::: Quoted passage :::

Positive Displacement Compressors

The basic reciprocating compression element is a single cylinder compressing on only one side of the piston (single-acting). A unit compressing on both sides of the piston (double-acting) consists of two basic single-acting elements operating in parallel in one casting.

The reciprocating compressor uses automatic spring-loaded valves that open only when the proper differential pressure exists across the valve. Inlet valves open when the pressure in the cylinder is slightly below the intake pressure. Discharge valves open when the pressure in the cylinder is slightly above the discharge pressure.

Picture 2, diagram A, shows the basic element with the cylinder full of low pressure gas. On the theoretical pV diagram, point 1 is the start of compression and both valves are closed.

Diagram B shows the compression stroke, the piston having moved to the left, reducing the original volume of gas with an accompanying rise in pressure. Both valves remain closed. The pV diagram shows compression from point 1 to point 2, and that the pressure inside the cylinder has reached that in the receiver.

Diagram C shows the piston completing the delivery stroke. The discharge valve opened just beyond point 2. Compressed gas is flowing out through the discharge valve to the receiver.

After the piston reaches point 3, the discharge valve will close, leaving the clearance space filled with gas at discharge pressure. During the expansion stroke, diagram D, both the inlet and discharge valves remain closed, and gas trapped in the clearance space increases in volume, causing a reduction in pressure. This continues as the piston moves to the right until the cylinder pressure drops below the inlet pressure at point 4. The inlet valve will now open and gas will flow into the cylinder until the end of the reverse stroke at point 1. This is the intake or suction stroke, illustrated by diagram E. At point 1 on the pV diagram, the inlet valve will close, and the cycle will repeat on the next revolution of the crank.

In a simple two-stage reciprocating compressor, the cylinders are proportioned according to the total compression ratio, the second stage being smaller because the gas, having already been partially compressed and cooled, occupies less volume than at the first stage inlet. Looking at the pV diagram (Pic. 3), the conditions before starting compression are points I and 5 for the first and second stages, respectively, after compression, points 2 and 6, and after delivery, 3 and 7.

::: Excerpted data :::

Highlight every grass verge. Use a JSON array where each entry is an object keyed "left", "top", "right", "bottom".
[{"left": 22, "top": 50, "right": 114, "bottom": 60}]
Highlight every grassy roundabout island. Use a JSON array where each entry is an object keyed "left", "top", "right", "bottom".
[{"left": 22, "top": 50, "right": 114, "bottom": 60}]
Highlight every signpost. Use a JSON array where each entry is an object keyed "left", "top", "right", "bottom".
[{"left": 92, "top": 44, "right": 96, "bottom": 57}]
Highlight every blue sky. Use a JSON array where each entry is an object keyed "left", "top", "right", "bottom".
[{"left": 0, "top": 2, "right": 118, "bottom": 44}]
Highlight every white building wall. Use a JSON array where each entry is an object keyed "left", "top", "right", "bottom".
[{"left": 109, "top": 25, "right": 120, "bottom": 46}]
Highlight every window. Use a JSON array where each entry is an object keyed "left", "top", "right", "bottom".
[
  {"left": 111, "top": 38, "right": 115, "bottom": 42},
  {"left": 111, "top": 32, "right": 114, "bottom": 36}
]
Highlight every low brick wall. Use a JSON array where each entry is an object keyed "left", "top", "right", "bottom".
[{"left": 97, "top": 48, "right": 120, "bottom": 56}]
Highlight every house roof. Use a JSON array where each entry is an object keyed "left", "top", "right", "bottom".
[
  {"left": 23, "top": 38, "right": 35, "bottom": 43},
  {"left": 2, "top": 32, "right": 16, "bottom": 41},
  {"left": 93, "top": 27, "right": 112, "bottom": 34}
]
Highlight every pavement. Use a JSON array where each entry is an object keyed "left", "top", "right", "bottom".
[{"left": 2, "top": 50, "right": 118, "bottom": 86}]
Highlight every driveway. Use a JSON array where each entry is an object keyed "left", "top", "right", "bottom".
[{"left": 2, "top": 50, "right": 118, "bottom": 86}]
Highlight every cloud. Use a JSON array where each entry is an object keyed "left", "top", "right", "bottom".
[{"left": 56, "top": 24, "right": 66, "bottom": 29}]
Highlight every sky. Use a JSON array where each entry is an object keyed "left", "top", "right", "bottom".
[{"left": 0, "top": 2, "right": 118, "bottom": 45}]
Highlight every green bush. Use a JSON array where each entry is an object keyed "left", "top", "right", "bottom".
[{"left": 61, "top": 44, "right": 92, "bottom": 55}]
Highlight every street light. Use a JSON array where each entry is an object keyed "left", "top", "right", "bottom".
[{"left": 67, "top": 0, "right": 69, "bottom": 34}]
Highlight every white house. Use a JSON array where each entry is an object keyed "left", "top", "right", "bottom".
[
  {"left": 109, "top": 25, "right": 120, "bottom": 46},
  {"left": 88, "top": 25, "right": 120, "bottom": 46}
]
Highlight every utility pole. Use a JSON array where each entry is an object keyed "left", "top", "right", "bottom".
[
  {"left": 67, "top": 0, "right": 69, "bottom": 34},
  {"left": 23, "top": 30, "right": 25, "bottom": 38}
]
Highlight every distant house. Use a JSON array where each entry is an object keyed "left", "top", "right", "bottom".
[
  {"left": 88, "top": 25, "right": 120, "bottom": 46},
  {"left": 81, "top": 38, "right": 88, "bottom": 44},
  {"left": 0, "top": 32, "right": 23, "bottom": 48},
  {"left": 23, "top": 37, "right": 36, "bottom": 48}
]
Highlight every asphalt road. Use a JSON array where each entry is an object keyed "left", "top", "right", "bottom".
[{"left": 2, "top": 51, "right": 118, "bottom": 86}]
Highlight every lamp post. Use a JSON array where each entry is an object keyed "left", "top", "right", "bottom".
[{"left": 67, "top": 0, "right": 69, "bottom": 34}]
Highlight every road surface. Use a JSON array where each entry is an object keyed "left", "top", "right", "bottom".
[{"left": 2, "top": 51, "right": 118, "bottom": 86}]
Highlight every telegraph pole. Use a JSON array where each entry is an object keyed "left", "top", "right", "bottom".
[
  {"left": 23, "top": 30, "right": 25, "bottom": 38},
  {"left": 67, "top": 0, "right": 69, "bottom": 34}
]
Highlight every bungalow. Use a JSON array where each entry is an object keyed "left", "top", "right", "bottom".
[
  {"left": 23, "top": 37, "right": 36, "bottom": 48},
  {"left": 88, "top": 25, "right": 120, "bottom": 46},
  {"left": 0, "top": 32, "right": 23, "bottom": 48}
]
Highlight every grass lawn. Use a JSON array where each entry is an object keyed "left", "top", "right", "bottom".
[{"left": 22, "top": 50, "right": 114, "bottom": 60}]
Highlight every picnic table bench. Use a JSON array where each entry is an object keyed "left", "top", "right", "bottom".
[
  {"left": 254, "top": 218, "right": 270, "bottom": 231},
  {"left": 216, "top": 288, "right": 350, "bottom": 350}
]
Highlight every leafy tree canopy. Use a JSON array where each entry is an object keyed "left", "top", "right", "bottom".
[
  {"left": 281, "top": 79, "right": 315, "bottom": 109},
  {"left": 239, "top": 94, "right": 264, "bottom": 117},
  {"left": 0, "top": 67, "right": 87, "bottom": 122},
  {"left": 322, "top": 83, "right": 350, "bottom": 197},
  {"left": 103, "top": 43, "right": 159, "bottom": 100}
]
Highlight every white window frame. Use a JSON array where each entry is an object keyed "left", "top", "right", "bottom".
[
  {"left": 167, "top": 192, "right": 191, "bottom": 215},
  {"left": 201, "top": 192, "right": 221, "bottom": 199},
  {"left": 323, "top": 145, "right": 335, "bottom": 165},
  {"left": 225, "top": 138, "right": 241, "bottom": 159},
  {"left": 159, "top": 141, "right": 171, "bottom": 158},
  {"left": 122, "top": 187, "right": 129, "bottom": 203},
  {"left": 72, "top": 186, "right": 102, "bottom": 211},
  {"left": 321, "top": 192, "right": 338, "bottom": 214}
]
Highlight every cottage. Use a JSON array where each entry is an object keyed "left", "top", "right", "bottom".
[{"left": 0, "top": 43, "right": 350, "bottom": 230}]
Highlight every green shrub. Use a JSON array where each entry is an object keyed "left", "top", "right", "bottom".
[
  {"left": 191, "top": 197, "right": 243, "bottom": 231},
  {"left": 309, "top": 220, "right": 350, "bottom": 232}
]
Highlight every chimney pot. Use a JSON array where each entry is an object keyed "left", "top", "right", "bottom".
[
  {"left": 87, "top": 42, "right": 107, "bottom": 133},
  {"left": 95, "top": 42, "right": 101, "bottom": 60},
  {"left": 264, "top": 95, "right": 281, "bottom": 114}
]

:::

> [Problems to solve]
- A) Summarize the compressor passage in two sentences.
- B) Transcribe the part of the compressor passage that begins with the words "Picture 2, diagram" and ends with "in the receiver.".
The lines play no part in this exercise.

> [Answers below]
- A) A reciprocating compressor uses automatic spring-loaded valves that open only under the proper differential pressure, and its basic element compresses on one side of the piston, while a double-acting unit compresses on both sides. Each cycle moves through compression, delivery, expansion of the gas trapped in the clearance space, and intake, and in a two-stage compressor the second-stage cylinder is smaller because the partially compressed and cooled gas occupies less volume.

- B)
Picture 2, diagram A, shows the basic element with the cylinder full of low pressure gas. On the theoretical pV diagram, point 1 is the start of compression and both valves are closed.

Diagram B shows the compression stroke, the piston having moved to the left, reducing the original volume of gas with an accompanying rise in pressure. Both valves remain closed. The pV diagram shows compression from point 1 to point 2, and that the pressure inside the cylinder has reached that in the receiver.